-------- Page text --------

And, there I was, like a character in a movie or the protagonist in a Sunday morning feature, living in a pediatric neuro unit, surrounded by illness and fear, and the unknown. I was living out those moments I had pitied in others, I was that person I used to feel sorry for, that I never thought I would be, that truly, I never thought I could be.

Kate Leismer

I remember stepping out of the U-bahn that night, feeling like the world turned, a new angle, a shifted light, and everything looked more vivid. I made my way from the train station, navigating back to our apartment, along our street in the center of this foreign capital, this foreign country. For the first time, I did not feel like an outsider. I was really seeing, really feeling everyone around me. Suddenly we all seemed more vulnerable. The children passed by me in strollers or raced by on scooters and I wondered, did any of them have an invisible health condition, were their mothers stricken with a degenerative disease? The elderly, seemed so frail, and I could sense for the first time, how long their days must feel. There was such humanity in suffering, empathy in suffering, and, reality in suffering. There was real life in suffering.

First I thought, why me? Then, why not me? And then… of course, me.

For so long, I lived outside of these vulnerabilities and fears. I had spent so much of my life running from them, trying to make decisions that would protect me from this kind of pain, but, of course, it was always there. I used to see parents of children with children who were disabled, diseased, or dying and think, “Poor them, I could never handle that,” but this thinking, was a kind of distraction, a distancing, as though, if I couldn’t handle it, if it was so far from my realm of understanding, it wouldn’t happen to me.

During that week in the neuro unit, I sat with the other parents, watching them push through the waiting, and the discomforts, and the anguish of watching a child in pain. I watched them fight and care for their children with nothing less than Herculean strength. I was there with them, in the trenches, no longer pitying those who had been dealt a less fortunate hand, but admiring them, seeing them for the myriad ways they drew strength, stepping up to their daily challenges and their lives. Seeing that, they could absolutely handle it, and of course, they do.

And we’re all tired, and we’re drinking 18 cups of coffee a day and trying to figure out what we can possibly eat at the cafeteria and wondering if it’s weird to get pizza delivery to a hospital, and are we even able to eat anyway. But we get by, surviving those seconds, and minutes, and hours that make up the days.

--------

### Check your understanding
- 1) In the neuro unit essay, what does the narrator say thinking "Poor them, I could never handle that" really was?
- 2) Condense the paragraph of the neuro unit essay that begins "During that week in the neuro unit" into a short list of its main points.
- 3) Answer from the neuro unit essay:
(a) What kind of hospital unit was the narrator living in?
(b) What did the narrator step out of that night before walking back to the apartment?
(c) How many cups of coffee a day does the essay say the parents are drinking?

-------- Data records --------

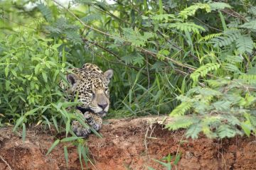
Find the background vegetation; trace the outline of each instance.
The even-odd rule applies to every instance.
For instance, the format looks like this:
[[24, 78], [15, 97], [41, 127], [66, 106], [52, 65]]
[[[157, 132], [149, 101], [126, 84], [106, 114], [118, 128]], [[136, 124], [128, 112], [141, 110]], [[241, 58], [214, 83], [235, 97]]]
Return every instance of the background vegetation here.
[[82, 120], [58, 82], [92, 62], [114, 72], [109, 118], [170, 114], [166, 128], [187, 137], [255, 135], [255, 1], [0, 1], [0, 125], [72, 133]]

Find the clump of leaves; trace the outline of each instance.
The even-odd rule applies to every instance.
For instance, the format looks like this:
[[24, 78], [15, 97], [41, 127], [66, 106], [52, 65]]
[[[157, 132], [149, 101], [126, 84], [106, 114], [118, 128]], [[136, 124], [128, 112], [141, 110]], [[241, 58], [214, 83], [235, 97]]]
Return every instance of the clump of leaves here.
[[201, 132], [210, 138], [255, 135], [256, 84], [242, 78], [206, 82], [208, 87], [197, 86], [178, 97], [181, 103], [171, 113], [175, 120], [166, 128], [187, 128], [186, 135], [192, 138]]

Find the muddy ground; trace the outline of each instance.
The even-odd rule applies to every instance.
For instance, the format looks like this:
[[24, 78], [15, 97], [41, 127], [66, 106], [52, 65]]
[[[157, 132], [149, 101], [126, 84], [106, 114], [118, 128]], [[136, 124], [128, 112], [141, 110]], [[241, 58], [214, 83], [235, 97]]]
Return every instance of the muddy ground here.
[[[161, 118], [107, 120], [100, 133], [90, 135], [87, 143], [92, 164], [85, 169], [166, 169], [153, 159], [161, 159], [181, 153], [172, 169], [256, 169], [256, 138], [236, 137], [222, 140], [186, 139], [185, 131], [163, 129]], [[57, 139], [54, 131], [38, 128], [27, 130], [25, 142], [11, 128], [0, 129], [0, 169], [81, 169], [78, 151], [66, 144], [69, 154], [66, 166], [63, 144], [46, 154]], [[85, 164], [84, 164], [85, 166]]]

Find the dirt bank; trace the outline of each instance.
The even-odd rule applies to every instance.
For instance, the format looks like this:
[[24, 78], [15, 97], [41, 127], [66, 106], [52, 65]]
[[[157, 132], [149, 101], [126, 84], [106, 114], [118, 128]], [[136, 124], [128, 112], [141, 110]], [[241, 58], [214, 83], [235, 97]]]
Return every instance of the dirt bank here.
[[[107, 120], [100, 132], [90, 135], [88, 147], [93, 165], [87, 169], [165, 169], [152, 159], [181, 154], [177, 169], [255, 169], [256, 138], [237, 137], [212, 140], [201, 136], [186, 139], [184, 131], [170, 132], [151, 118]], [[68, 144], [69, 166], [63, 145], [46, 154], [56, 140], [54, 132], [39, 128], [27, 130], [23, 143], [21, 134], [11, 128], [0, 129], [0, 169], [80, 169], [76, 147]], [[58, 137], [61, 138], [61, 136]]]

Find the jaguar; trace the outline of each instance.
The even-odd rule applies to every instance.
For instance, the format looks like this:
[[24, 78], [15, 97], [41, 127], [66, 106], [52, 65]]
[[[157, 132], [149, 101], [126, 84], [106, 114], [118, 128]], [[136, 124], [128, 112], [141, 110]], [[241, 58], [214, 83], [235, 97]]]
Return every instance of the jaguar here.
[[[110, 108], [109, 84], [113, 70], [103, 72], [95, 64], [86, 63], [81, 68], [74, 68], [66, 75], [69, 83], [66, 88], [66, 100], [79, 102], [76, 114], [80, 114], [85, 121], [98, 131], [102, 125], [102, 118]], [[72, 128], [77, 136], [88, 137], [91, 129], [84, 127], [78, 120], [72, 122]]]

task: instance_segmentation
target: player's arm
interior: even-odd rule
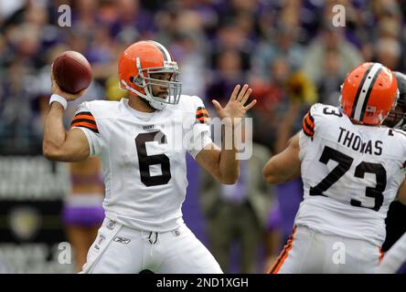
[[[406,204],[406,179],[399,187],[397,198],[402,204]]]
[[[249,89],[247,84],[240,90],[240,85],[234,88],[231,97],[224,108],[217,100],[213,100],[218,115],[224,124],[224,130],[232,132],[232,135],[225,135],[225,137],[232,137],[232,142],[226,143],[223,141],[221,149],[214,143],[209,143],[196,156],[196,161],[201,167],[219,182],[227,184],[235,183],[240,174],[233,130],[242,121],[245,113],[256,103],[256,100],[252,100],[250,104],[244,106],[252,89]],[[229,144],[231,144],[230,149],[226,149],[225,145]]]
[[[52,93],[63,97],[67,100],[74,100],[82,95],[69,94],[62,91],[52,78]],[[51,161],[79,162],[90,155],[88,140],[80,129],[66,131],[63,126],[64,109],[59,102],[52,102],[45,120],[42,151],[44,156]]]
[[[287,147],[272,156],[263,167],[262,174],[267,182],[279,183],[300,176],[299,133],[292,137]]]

--------
-------- Data records --------

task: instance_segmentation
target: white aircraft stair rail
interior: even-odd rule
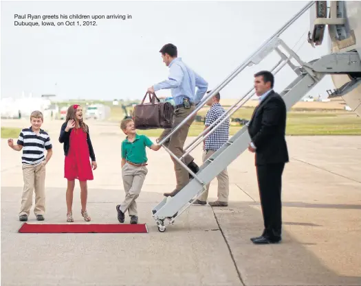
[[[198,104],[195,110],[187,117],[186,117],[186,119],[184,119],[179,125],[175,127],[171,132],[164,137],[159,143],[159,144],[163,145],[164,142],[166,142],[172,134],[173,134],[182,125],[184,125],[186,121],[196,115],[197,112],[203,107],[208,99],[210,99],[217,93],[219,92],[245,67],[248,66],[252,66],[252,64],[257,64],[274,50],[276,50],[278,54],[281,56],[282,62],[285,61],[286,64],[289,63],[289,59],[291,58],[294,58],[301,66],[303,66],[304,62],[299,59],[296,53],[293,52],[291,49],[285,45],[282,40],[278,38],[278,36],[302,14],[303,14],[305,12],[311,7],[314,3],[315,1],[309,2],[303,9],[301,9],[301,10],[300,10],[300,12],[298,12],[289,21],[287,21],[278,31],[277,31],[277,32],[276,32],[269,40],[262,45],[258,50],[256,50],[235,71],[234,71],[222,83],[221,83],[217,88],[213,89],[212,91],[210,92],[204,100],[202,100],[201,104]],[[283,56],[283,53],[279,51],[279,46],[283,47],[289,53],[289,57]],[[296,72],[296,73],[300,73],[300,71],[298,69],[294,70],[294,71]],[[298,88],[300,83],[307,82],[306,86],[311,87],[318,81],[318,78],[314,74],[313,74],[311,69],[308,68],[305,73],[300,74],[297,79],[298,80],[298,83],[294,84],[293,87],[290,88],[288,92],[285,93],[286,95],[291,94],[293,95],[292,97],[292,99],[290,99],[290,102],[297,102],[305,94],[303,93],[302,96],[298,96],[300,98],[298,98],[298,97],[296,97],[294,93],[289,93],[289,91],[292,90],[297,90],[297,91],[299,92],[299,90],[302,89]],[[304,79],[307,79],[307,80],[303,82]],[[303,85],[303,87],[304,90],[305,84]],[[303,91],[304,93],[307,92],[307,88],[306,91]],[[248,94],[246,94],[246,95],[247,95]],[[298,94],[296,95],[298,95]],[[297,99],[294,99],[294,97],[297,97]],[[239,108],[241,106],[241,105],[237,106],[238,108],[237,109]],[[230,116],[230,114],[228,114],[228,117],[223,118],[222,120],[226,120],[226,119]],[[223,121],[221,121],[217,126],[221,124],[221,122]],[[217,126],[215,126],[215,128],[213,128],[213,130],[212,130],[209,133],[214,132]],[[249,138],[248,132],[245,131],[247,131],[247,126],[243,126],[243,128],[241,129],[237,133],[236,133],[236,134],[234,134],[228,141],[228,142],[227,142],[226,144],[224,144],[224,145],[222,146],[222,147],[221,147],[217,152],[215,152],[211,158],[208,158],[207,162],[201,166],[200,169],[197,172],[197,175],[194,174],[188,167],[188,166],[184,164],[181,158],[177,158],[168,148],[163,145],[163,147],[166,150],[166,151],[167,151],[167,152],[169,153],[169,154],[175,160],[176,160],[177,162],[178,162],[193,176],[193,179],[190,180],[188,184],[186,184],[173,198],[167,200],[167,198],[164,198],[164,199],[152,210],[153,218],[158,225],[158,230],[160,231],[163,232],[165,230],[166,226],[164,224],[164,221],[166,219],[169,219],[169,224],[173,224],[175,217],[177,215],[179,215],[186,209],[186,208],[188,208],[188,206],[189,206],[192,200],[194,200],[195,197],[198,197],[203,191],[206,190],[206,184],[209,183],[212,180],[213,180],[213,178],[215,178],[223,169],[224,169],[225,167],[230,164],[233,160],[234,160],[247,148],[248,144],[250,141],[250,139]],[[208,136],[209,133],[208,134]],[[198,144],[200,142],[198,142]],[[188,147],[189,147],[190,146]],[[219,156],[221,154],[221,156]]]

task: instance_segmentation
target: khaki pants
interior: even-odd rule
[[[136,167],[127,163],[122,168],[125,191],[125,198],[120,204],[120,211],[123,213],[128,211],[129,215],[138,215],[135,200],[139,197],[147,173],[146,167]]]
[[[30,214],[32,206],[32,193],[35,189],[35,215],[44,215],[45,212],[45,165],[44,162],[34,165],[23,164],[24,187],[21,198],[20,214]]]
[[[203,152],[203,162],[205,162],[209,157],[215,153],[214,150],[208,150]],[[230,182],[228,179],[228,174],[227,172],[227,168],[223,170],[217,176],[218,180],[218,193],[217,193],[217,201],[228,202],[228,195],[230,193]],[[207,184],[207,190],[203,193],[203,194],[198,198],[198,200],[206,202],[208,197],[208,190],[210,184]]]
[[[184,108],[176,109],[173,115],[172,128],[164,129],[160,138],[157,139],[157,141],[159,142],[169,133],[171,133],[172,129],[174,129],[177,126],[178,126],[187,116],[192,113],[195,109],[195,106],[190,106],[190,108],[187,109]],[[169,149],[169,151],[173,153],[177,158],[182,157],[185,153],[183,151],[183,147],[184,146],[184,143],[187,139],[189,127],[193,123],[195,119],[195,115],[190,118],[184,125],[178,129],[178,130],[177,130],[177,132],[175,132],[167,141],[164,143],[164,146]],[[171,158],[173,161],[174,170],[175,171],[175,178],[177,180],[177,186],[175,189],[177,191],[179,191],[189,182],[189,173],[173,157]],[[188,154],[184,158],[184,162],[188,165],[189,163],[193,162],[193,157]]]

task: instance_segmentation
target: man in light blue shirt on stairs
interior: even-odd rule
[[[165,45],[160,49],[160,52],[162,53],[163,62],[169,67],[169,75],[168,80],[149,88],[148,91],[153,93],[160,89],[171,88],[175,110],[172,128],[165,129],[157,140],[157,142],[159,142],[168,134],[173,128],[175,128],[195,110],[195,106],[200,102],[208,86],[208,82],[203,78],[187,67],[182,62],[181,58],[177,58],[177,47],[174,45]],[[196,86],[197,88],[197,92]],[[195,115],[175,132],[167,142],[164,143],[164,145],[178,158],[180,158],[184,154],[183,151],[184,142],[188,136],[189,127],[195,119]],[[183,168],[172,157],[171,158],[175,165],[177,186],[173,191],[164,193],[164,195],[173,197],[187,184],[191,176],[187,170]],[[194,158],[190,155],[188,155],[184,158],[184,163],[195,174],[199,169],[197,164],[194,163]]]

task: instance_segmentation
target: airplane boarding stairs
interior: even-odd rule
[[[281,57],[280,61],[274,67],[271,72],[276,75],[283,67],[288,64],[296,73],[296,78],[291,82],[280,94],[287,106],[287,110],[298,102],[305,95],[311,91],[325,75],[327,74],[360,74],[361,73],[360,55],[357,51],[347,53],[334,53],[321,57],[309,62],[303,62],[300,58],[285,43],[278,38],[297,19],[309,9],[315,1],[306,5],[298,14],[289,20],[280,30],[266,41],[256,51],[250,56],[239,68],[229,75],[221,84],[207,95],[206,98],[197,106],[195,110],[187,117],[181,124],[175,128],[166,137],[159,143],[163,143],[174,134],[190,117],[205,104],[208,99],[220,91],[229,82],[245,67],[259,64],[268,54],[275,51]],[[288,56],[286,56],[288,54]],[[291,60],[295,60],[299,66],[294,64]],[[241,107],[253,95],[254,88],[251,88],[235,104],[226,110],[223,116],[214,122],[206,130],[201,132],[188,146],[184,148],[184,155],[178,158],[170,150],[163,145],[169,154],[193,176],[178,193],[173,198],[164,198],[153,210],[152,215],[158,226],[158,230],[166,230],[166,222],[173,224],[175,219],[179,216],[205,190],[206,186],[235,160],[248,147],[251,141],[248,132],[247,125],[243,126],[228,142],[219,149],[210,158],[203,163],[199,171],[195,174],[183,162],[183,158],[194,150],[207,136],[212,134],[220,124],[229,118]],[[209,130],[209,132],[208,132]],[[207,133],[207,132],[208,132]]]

--------

### Results by task
- 1) The narrator calls it a distraction and a way of distancing. It rested on the feeling that if something was beyond what the narrator could handle or understand, it would not happen to the narrator.

- 2)
- For a week in the neuro unit, the narrator sat with other parents as they pushed through the waiting, the discomforts and the anguish of watching a child in pain.
- The parents fought for and cared for their children with Herculean strength.
- Being there with them, the narrator stopped pitying them and came to admire them for the many ways they drew strength and met their daily challenges.
- The narrator saw that they could absolutely handle it, and they do.

- 3)
(a) A pediatric neuro unit.
(b) The U-bahn.
(c) 18.